WHAT TO DO: Please convert the entries below into a numbered list with one item per line, skipping any blank lines and leaving the pictures out.

::: MATERIAL FOR THIS TASK :::

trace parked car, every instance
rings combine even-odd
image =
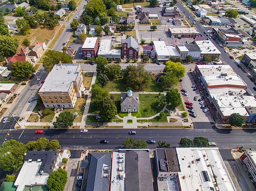
[[[148,140],[147,141],[147,142],[148,144],[153,144],[154,143],[155,143],[155,141],[152,139],[150,139],[150,140]]]
[[[35,133],[42,133],[44,132],[43,130],[37,130],[35,132]]]
[[[191,116],[192,116],[194,118],[196,117],[196,115],[194,113],[189,113],[189,115]]]

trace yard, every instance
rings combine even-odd
[[[77,112],[78,113],[78,116],[76,117],[74,120],[74,122],[82,122],[83,114],[85,107],[83,107],[83,105],[85,105],[86,99],[83,98],[78,98],[76,100],[75,108],[74,109],[65,109],[65,111],[70,111],[72,113]]]
[[[159,19],[150,19],[150,21],[153,25],[161,25],[161,23]]]
[[[59,26],[57,26],[55,28],[52,28],[40,25],[35,29],[31,29],[29,34],[24,36],[18,33],[12,36],[13,38],[19,40],[20,45],[22,44],[25,38],[27,38],[31,42],[32,40],[34,39],[35,40],[34,41],[34,43],[36,41],[38,42],[45,42],[46,39],[51,40],[55,33],[58,32],[59,27]]]
[[[157,94],[141,94],[139,96],[140,106],[139,110],[141,117],[148,117],[159,113],[164,108],[162,105],[156,108],[153,103],[158,97]]]

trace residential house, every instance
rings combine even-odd
[[[200,17],[204,17],[207,14],[207,11],[203,8],[200,7],[196,13],[197,15]]]
[[[143,47],[143,57],[148,57],[150,58],[155,58],[155,49],[154,44],[150,46]]]
[[[48,75],[38,94],[47,108],[74,108],[84,88],[79,64],[60,62]]]
[[[122,11],[122,6],[121,5],[119,5],[116,6],[117,11]]]
[[[56,16],[59,19],[61,19],[66,14],[66,11],[63,9],[61,9],[55,12],[54,15]]]
[[[86,26],[83,24],[80,24],[77,26],[76,30],[75,31],[75,34],[79,35],[81,33],[85,34],[86,32]]]
[[[18,28],[18,27],[16,25],[16,22],[15,21],[13,21],[11,20],[9,20],[5,23],[5,24],[7,25],[8,28],[9,30],[15,29]]]
[[[164,17],[174,17],[175,15],[181,15],[180,11],[176,7],[163,7],[162,12]]]
[[[28,151],[24,155],[24,163],[14,183],[16,191],[27,190],[27,186],[47,186],[49,175],[60,167],[62,159],[59,151],[52,150]]]
[[[107,59],[111,58],[115,60],[121,58],[121,50],[111,49],[111,40],[102,39],[98,51],[98,56]]]
[[[122,41],[122,56],[123,59],[138,58],[139,48],[137,40],[130,36]]]
[[[46,49],[47,48],[46,45],[45,44],[45,42],[44,42],[43,43],[35,43],[34,46],[36,46],[37,44],[39,44],[42,46],[42,48],[43,48],[43,50]]]
[[[96,58],[99,49],[99,40],[97,37],[87,37],[81,49],[83,58]]]
[[[121,92],[121,112],[138,112],[140,102],[139,93],[133,92],[130,90],[127,93]]]

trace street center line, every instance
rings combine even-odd
[[[20,139],[20,137],[21,137],[21,135],[22,135],[22,134],[23,133],[23,132],[24,132],[24,131],[25,130],[25,129],[23,130],[23,131],[22,131],[22,132],[21,134],[20,135],[19,137],[19,138],[18,139]]]

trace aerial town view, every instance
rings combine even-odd
[[[0,3],[0,191],[256,191],[256,0]]]

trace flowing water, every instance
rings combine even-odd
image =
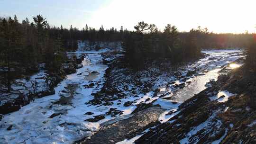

:::

SOLUTION TO THIS EXERCISE:
1. trace parked car, every instance
2. rings combine even-odd
3. image =
4. [[[148,140],[147,141],[147,142],[148,144],[153,144],[154,143],[155,143],[155,141],[152,139],[150,139],[150,140]]]
5. [[[35,133],[42,133],[44,132],[43,130],[37,130],[35,132]]]
6. [[[191,116],[192,116],[194,118],[196,117],[196,115],[194,113],[189,113],[189,115]]]
7. trace yard, every instance
8. rings combine even-odd
9. [[[77,112],[78,113],[78,116],[76,117],[74,120],[74,122],[82,122],[83,114],[85,107],[83,107],[83,105],[85,105],[86,99],[83,98],[78,98],[76,100],[75,108],[74,109],[65,109],[65,111],[70,111],[72,113]]]
10. [[[159,19],[150,19],[150,21],[153,25],[161,25],[161,23]]]
11. [[[59,26],[57,26],[55,28],[52,28],[40,25],[35,29],[31,29],[29,34],[24,36],[18,33],[12,36],[13,38],[19,40],[20,45],[22,44],[25,38],[27,38],[31,42],[32,40],[34,39],[35,40],[34,41],[34,43],[36,41],[38,42],[45,42],[46,39],[51,40],[55,33],[58,32],[59,27]]]
12. [[[157,94],[141,94],[139,96],[140,106],[139,110],[141,117],[148,117],[159,113],[164,108],[162,105],[156,108],[153,103],[158,97]]]
13. trace residential house, every instance
14. rings combine even-odd
15. [[[200,17],[204,17],[207,14],[207,11],[203,8],[200,7],[196,13],[197,15]]]
16. [[[143,47],[143,57],[148,57],[150,58],[155,58],[155,49],[154,44],[150,46]]]
17. [[[48,75],[38,94],[47,108],[74,108],[84,88],[79,64],[60,62]]]
18. [[[122,11],[122,6],[121,5],[119,5],[116,6],[117,11]]]
19. [[[56,16],[59,19],[61,19],[66,14],[66,11],[63,9],[61,9],[55,12],[54,15]]]
20. [[[86,26],[83,24],[80,24],[77,26],[76,30],[75,31],[75,34],[79,35],[81,33],[85,34],[86,32]]]
21. [[[18,28],[18,27],[16,25],[16,22],[15,21],[13,21],[11,20],[9,20],[5,23],[5,24],[7,25],[8,28],[9,30],[15,29]]]
22. [[[164,17],[174,17],[175,15],[181,15],[180,11],[176,7],[163,7],[162,12]]]
23. [[[28,151],[24,155],[24,163],[14,183],[16,191],[27,190],[27,186],[47,186],[49,175],[60,167],[62,159],[59,151],[52,150]]]
24. [[[107,59],[111,58],[115,60],[121,58],[121,50],[111,49],[111,40],[102,39],[98,51],[98,56]]]
25. [[[122,41],[122,56],[123,59],[138,58],[139,48],[137,40],[130,36]]]
26. [[[46,49],[47,48],[46,45],[45,44],[45,42],[44,42],[43,43],[35,43],[34,46],[36,46],[37,44],[39,44],[42,46],[42,48],[43,48],[43,50]]]
27. [[[96,58],[99,49],[99,40],[97,37],[87,37],[81,49],[83,58]]]
28. [[[121,92],[121,112],[138,112],[140,102],[139,93],[133,92],[130,90],[127,93]]]
29. trace street center line, every instance
30. rings combine even-odd
31. [[[20,139],[20,137],[21,137],[21,135],[22,135],[22,134],[23,133],[23,132],[24,132],[24,131],[25,130],[25,129],[23,130],[23,131],[22,131],[22,132],[21,134],[20,135],[19,137],[19,138],[18,139]]]
32. trace aerial town view, every instance
33. rings combine even-odd
34. [[[0,3],[0,191],[256,191],[256,0]]]
35. trace flowing water, every instance
36. rings combine even-odd
37. image =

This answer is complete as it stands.